===== Brano =====
In uno sport come il tennis nel giro di ventiquattro ore passiamo da uno stato di flow dove dominiamo l'avversario a una sensazione di impotenza in cui siamo noi ad essere dominati alla ricerca di un futile equilibrio che è in antitesi con l'essenza stessa del match - della vita. Fino a quando siamo in grado di farci sorprendere, di emozionarci vale la pena scendere in campo e combattere perché al di là della vittoria o della sconfitta resta intatta la voglia di competere con i propri limiti, di crescere, di migliorare. Tenere accesa la fiamma che abbiamo dentro, il bisogno innato di sognare, di capire fino a dove possiamo spingerci con il rischio alle volte di bruciarsi ma soffocarla significa al contrario non provare più gioia né dolore e così ogni punto diventa uguale all'altro in una routine grigia come la cenere.
===== Dati forniti =====
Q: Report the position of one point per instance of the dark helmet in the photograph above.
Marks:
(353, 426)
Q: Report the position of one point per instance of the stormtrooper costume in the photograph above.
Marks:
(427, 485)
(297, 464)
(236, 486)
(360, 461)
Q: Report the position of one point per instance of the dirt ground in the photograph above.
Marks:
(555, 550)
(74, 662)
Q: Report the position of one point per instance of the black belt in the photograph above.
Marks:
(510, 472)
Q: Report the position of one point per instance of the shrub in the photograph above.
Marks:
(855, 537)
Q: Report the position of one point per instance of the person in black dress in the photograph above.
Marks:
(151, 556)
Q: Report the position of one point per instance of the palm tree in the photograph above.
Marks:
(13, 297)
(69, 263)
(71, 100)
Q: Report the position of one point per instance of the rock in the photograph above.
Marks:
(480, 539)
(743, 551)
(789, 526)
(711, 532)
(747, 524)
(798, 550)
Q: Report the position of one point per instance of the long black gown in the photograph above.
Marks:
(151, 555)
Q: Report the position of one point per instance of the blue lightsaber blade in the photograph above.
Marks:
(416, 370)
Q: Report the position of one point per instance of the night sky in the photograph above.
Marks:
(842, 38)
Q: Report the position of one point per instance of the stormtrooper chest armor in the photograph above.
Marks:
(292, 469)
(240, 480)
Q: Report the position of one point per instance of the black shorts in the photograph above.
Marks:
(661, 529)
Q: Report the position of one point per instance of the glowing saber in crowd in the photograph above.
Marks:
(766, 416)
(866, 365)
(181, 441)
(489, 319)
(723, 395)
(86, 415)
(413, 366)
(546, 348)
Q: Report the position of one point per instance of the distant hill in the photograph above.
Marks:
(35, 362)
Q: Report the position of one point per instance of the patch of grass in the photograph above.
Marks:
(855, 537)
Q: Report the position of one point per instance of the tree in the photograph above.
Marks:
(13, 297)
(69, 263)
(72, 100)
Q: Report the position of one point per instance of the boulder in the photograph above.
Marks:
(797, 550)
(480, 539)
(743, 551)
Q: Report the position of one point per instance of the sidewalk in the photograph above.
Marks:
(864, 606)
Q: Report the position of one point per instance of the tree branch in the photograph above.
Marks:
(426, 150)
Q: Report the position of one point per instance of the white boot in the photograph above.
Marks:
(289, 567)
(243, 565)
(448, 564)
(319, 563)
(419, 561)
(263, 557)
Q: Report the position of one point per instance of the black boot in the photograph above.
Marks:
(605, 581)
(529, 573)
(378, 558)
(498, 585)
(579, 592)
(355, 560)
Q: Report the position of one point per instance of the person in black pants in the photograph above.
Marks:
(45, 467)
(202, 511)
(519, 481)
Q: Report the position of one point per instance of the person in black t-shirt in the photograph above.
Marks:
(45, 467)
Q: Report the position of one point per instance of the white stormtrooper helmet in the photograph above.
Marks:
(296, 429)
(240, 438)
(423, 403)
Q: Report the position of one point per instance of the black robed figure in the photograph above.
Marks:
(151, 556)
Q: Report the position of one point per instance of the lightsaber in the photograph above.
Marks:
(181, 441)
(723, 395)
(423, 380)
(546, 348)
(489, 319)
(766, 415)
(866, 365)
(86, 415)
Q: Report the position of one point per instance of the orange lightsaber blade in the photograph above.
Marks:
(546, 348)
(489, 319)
=====
• Attività da svolgere:
a) Riporta tutto il testo del brano sul tennis che va da "In uno sport" giù fino a "come la cenere.".
b) Secondo il brano sul tennis, che cosa significa soffocare la fiamma che abbiamo dentro?
c) Prosegui il brano sul tennis dal punto in cui termina.

• Attività svolte:
a)
In uno sport come il tennis nel giro di ventiquattro ore passiamo da uno stato di flow dove dominiamo l'avversario a una sensazione di impotenza in cui siamo noi ad essere dominati alla ricerca di un futile equilibrio che è in antitesi con l'essenza stessa del match - della vita. Fino a quando siamo in grado di farci sorprendere, di emozionarci vale la pena scendere in campo e combattere perché al di là della vittoria o della sconfitta resta intatta la voglia di competere con i propri limiti, di crescere, di migliorare. Tenere accesa la fiamma che abbiamo dentro, il bisogno innato di sognare, di capire fino a dove possiamo spingerci con il rischio alle volte di bruciarsi ma soffocarla significa al contrario non provare più gioia né dolore e così ogni punto diventa uguale all'altro in una routine grigia come la cenere.

b) Significa non provare più gioia né dolore, così che ogni punto diventa uguale all'altro in una routine grigia come la cenere.

c)
Allora tocca a noi scegliere se giocare sempre al limite oscillando tra paradiso e inferno in un turbine perpetuo di emozioni che renderà ogni partita - e ogni giornata - unica e mai banale o ristagnare in purgatorio, nella monotonia del servizio sempre in kick e del dritto solo in top, reprimendo l'innato bisogno di libertà che si concretizza nel giocare un semplice drop shot.

...Il cielo è sempre celeste, gli uccelli continuano a cantare, gli alberi a rimanere immobili ma la sensazione di pace, se abbiamo fatto scendere in campo l'io contro noi stessi, il giorno che diremo basta con il tennis tornerà. O forse no, ci abbiamo rinunciato preferendo nell'immediato una calma apparente frutto di scelte scontate - dove la ragione ha trionfato sul cuore.